TASK DETAILS: Skip every picture, and copy exactly the lines from the one containing "(format x=1006, y=310)" to the end of the data.
:::
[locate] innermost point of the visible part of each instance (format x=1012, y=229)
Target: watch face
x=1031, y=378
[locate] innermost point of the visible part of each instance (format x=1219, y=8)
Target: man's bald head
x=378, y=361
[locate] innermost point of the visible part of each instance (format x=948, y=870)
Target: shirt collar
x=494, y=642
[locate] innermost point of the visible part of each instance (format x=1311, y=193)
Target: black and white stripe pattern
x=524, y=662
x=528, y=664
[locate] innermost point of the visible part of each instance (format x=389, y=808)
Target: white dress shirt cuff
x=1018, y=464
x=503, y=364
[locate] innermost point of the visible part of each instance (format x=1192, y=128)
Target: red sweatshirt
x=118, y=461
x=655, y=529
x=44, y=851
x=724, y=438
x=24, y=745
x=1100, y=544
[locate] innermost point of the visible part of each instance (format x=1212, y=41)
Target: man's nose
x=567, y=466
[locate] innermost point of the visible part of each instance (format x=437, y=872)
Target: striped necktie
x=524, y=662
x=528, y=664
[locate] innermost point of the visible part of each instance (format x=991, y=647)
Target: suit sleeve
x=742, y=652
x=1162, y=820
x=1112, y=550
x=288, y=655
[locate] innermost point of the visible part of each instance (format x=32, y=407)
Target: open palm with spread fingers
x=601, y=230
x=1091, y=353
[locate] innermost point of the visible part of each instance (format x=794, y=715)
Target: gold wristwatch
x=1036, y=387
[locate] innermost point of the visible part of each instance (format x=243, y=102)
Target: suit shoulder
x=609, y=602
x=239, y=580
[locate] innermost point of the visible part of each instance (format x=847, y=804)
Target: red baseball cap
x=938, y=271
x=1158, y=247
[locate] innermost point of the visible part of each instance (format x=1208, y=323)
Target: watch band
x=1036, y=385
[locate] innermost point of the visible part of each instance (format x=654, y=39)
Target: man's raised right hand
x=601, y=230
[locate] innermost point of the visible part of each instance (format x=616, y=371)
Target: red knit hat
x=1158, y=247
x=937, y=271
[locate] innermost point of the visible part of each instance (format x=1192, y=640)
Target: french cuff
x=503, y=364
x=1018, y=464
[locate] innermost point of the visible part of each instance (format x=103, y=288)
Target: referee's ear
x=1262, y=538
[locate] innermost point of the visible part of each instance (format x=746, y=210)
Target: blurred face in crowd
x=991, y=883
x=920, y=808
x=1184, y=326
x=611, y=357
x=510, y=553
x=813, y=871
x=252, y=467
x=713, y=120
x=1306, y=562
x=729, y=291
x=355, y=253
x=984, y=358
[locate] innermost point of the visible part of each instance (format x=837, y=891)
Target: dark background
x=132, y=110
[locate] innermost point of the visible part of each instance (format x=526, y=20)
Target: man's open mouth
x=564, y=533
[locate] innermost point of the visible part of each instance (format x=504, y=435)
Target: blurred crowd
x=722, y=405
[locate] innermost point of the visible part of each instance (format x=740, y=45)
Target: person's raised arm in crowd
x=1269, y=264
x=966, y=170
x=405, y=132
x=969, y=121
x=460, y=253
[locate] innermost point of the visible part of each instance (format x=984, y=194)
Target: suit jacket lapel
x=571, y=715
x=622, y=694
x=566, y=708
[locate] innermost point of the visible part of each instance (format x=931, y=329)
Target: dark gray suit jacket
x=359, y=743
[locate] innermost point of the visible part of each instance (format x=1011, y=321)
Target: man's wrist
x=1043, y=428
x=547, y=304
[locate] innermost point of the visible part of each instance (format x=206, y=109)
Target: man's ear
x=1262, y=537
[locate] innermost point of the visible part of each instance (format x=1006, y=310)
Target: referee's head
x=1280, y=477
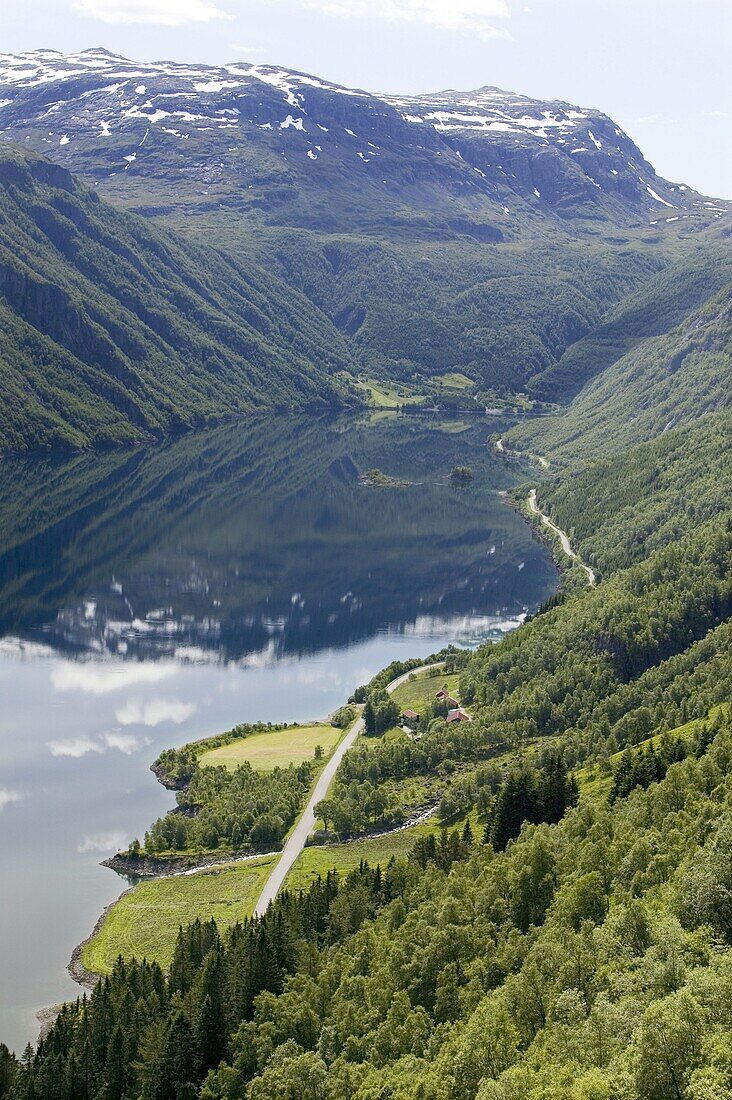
:::
FINISHED EXERCISE:
[locate] innermost point of the visible part of each instance (format x=1006, y=310)
Target: referee's head
x=1280, y=477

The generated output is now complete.